EXERCISE 1.
According to the article on JetBrains subscription pricing, what does IntelliJ IDEA cost per year from the third year on?
EXERCISE 2.
Put all of the stored rows below into a numbered list, and leave out any blank lines.

DOCUMENT TEXT.
┏━━
This got me thinking about the pricing strategy of reducing subscription prices the longer a user stays on the platform. Is this only something that works for massive B2C, high-competitive industries like mobile data plans, or something that can also be applied by other SaaS companies?
My curiosity led me down a rabbit hole, and that’s when I stumbled upon JetBrains, a startup that’s been using a similar approach with its software subscriptions.
How JetBrains Does It
JetBrains is a company that many developers know well. They’re behind some of the most popular IDEs out there, like IntelliJ IDEA, WebStorm, and Rider. But what really caught my eye was how they price their subscriptions.
For instance, subscribing to IntelliJ IDEA costs $599 for the first year. But if you stay for the second year, the price drops to $479, and in the third year, it further reduces to $359 annually. WebStorm follows a similar pattern—$69 for the first year, $55 for the second, and $41 per year afterward.
This isn’t just a simple discount; it’s a well-thought-out strategy to encourage users to stay loyal. Instead of charging the same amount every year, JetBrains is saying, “We value your loyalty, so we’ll make it cheaper for you the longer you stay.”
It’s a refreshing take on subscription pricing, especially when compared to the usual model, where the price stays the same year after year. By offering these ongoing discounts, JetBrains creates a strong incentive for users to stick with their products, which ultimately helps build a loyal customer base.
Could This Work in Other Businesses?
Seeing how JetBrains has implemented this strategy got me thinking—could it work in other areas besides software? I believe it absolutely can.
Take an online course, for example. Imagine paying $500 upfront, but if you complete all the modules, you get $250 back. This setup would make you more likely to finish the course, wouldn’t it? It’s a smart way to keep people engaged and ensure they get the most out of what they’ve paid for.
The idea can also extend to physical businesses, like gyms. In the Netherlands, the gym chain Trainmore offers a unique incentive: for every workout you complete in a month, they deduct 1 euro from your membership fee.
The more you commit, the less you pay. This strategy is a win-win: customers feel rewarded for their dedication, and the business retains loyal members.
Should I?
Why This Works
Reduces Churn: By lowering the price over time, the strategy encourages customers to stay with the product or service longer. This gradual reduction makes the user feel rewarded for their loyalty, reducing the likelihood of them switching to a competitor. Customers are less likely to cancel their subscriptions when they know they’ll save more money by sticking around.
Builds Stronger Customer Relationships: This strategy creates a better bond between the company and its customers. When customers are acknowledged and rewarded for their loyalty, they feel appreciated, resulting in greater satisfaction and willingness to recommend the service to others.
┗━━
Stored items from a collection
┏━━
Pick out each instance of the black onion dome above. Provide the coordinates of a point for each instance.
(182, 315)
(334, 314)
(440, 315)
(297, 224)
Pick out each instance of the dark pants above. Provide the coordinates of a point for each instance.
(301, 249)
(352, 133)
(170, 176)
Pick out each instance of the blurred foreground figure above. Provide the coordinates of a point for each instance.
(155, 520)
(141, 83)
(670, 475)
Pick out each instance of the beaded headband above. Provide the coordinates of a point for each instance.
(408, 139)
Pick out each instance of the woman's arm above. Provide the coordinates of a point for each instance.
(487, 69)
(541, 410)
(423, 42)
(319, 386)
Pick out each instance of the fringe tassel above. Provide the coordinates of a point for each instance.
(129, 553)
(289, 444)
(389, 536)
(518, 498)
┗━━
OUTPUT 1.
$359 per year.

OUTPUT 2.
1. Pick out each instance of the black onion dome above. Provide the coordinates of a point for each instance.
2. (182, 315)
3. (334, 314)
4. (440, 315)
5. (297, 224)
6. Pick out each instance of the dark pants above. Provide the coordinates of a point for each instance.
7. (301, 249)
8. (352, 133)
9. (170, 176)
10. Pick out each instance of the blurred foreground figure above. Provide the coordinates of a point for each instance.
11. (155, 520)
12. (141, 83)
13. (670, 475)
14. Pick out each instance of the beaded headband above. Provide the coordinates of a point for each instance.
15. (408, 139)
16. Pick out each instance of the woman's arm above. Provide the coordinates of a point for each instance.
17. (487, 69)
18. (541, 410)
19. (423, 42)
20. (319, 386)
21. Pick out each instance of the fringe tassel above. Provide the coordinates of a point for each instance.
22. (129, 553)
23. (289, 444)
24. (389, 536)
25. (518, 498)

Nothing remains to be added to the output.